*Korte opgave A*
Hoeveel bedrijven slaagden er vorig jaar volgens de tekst over Belgische start-ups in om een miljoen op te halen?
*Korte opgave B*
Haal alstublieft letterlijk het stuk uit de tekst over Belgische start-ups dat begint bij "Uiteraard moet elk" en doorloopt tot en met "voldoende geld aanwezig?".

*Gegeven tekst*
== == ==
Uiteraard moet elk bedrijf een duurzaam model hebben. Een bakker kan in een straal van 5 km zijn klanten werven. Een start-up wordt niet beschermd door afstand en tijd. Een webshop is 24/24 uur open en bereikbaar vanuit de hele wereld. Als je digitaal gaat, ga je onmiddellijk wereldwijd. Je hebt 2,3 miljard potentiële klanten vanaf dag 1. Maar je betaalt ook een prijs. Je concurreert vanaf dag 1 met de hele wereld. Dat is een andere dynamiek waardoor je heel snel moet opschalen. Je kan niet klein blijven. Daar is kapitaal voor nodig. En daar wringt het schoentje in België.”
STERCK. Is er in België niet voldoende geld aanwezig?
Mohout: “’Seed money’ voor kleine startende bedrijven is er intussen zeker voldoende. Maar zoek je een miljoen, wat een relatief klein bedrag is (18 maanden cash), dan zijn daar vorig jaar slechts 50 bedrijven in gelukt om dat op te halen. Het jaar ervoor 26, dit jaar voorlopig 38. Dat zijn geen spectaculair grote getallen. Bedrijven die 10 miljoen ophalen kan je op één hand tellen. 50 miljoen is onmogelijk te vinden in België. Toch heb je zo’n bedrag nodig om een globale positie in te nemen. Het kost geld om over de hele wereld snel markten te veroveren.”
== == ==
*Overzicht*
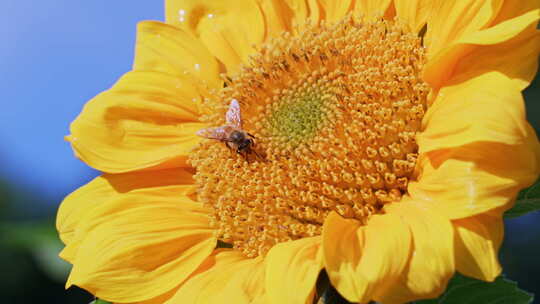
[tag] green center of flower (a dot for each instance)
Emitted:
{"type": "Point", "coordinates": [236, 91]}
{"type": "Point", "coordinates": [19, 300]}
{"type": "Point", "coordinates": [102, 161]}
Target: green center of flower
{"type": "Point", "coordinates": [295, 118]}
{"type": "Point", "coordinates": [334, 109]}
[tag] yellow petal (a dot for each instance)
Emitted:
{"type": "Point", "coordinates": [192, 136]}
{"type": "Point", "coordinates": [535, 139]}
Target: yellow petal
{"type": "Point", "coordinates": [414, 12]}
{"type": "Point", "coordinates": [477, 242]}
{"type": "Point", "coordinates": [336, 10]}
{"type": "Point", "coordinates": [472, 179]}
{"type": "Point", "coordinates": [277, 16]}
{"type": "Point", "coordinates": [451, 20]}
{"type": "Point", "coordinates": [147, 120]}
{"type": "Point", "coordinates": [228, 277]}
{"type": "Point", "coordinates": [292, 269]}
{"type": "Point", "coordinates": [517, 57]}
{"type": "Point", "coordinates": [372, 7]}
{"type": "Point", "coordinates": [431, 263]}
{"type": "Point", "coordinates": [299, 11]}
{"type": "Point", "coordinates": [460, 114]}
{"type": "Point", "coordinates": [363, 261]}
{"type": "Point", "coordinates": [164, 48]}
{"type": "Point", "coordinates": [143, 240]}
{"type": "Point", "coordinates": [446, 48]}
{"type": "Point", "coordinates": [228, 30]}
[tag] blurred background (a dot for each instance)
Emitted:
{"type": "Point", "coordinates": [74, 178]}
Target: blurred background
{"type": "Point", "coordinates": [56, 55]}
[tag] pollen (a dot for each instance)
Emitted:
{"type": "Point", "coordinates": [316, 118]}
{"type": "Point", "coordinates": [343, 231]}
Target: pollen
{"type": "Point", "coordinates": [334, 109]}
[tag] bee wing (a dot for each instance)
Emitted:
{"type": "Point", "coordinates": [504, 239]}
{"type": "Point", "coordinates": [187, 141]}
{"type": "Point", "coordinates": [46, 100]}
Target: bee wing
{"type": "Point", "coordinates": [233, 117]}
{"type": "Point", "coordinates": [218, 133]}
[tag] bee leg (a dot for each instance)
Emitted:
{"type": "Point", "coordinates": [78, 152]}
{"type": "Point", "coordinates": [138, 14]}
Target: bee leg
{"type": "Point", "coordinates": [258, 155]}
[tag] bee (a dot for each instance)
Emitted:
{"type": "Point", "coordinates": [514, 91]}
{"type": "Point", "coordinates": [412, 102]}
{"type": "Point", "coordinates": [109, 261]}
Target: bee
{"type": "Point", "coordinates": [231, 133]}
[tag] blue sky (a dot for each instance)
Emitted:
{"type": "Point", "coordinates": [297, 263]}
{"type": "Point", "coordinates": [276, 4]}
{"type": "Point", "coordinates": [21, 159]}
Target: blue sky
{"type": "Point", "coordinates": [55, 55]}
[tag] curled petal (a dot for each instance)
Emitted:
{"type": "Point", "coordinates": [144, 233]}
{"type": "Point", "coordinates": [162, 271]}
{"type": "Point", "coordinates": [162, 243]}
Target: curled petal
{"type": "Point", "coordinates": [227, 275]}
{"type": "Point", "coordinates": [164, 48]}
{"type": "Point", "coordinates": [228, 30]}
{"type": "Point", "coordinates": [414, 12]}
{"type": "Point", "coordinates": [431, 262]}
{"type": "Point", "coordinates": [458, 29]}
{"type": "Point", "coordinates": [147, 120]}
{"type": "Point", "coordinates": [141, 241]}
{"type": "Point", "coordinates": [364, 261]}
{"type": "Point", "coordinates": [292, 269]}
{"type": "Point", "coordinates": [477, 242]}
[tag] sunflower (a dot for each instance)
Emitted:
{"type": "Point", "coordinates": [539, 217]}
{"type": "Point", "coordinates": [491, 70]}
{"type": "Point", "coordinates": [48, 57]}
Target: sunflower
{"type": "Point", "coordinates": [390, 138]}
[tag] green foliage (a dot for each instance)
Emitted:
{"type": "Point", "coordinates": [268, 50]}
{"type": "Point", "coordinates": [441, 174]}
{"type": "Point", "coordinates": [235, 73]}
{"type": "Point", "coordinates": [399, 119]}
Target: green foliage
{"type": "Point", "coordinates": [464, 290]}
{"type": "Point", "coordinates": [527, 201]}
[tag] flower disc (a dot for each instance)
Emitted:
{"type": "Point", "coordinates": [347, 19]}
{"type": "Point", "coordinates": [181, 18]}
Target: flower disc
{"type": "Point", "coordinates": [335, 109]}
== == ==
*Antwoord A*
Slechts 50 bedrijven.

*Antwoord B*
Uiteraard moet elk bedrijf een duurzaam model hebben. Een bakker kan in een straal van 5 km zijn klanten werven. Een start-up wordt niet beschermd door afstand en tijd. Een webshop is 24/24 uur open en bereikbaar vanuit de hele wereld. Als je digitaal gaat, ga je onmiddellijk wereldwijd. Je hebt 2,3 miljard potentiële klanten vanaf dag 1. Maar je betaalt ook een prijs. Je concurreert vanaf dag 1 met de hele wereld. Dat is een andere dynamiek waardoor je heel snel moet opschalen. Je kan niet klein blijven. Daar is kapitaal voor nodig. En daar wringt het schoentje in België.”
STERCK. Is er in België niet voldoende geld aanwezig?